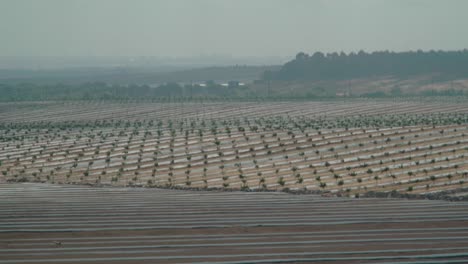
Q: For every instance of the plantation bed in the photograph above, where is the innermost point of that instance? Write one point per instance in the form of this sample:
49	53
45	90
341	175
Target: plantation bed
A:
46	223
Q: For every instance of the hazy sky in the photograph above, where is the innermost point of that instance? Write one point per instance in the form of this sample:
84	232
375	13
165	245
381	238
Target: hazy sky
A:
228	27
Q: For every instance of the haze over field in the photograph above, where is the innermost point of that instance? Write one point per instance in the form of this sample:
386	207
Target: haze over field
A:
271	31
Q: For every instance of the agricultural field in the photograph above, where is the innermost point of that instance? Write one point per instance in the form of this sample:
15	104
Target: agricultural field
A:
44	223
339	181
342	148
○ ○ ○ ○
- **Your task**:
Examine the entries and report how many of their lines contain the string "hazy", giving no more than the number.

- **Answer to the exercise**:
2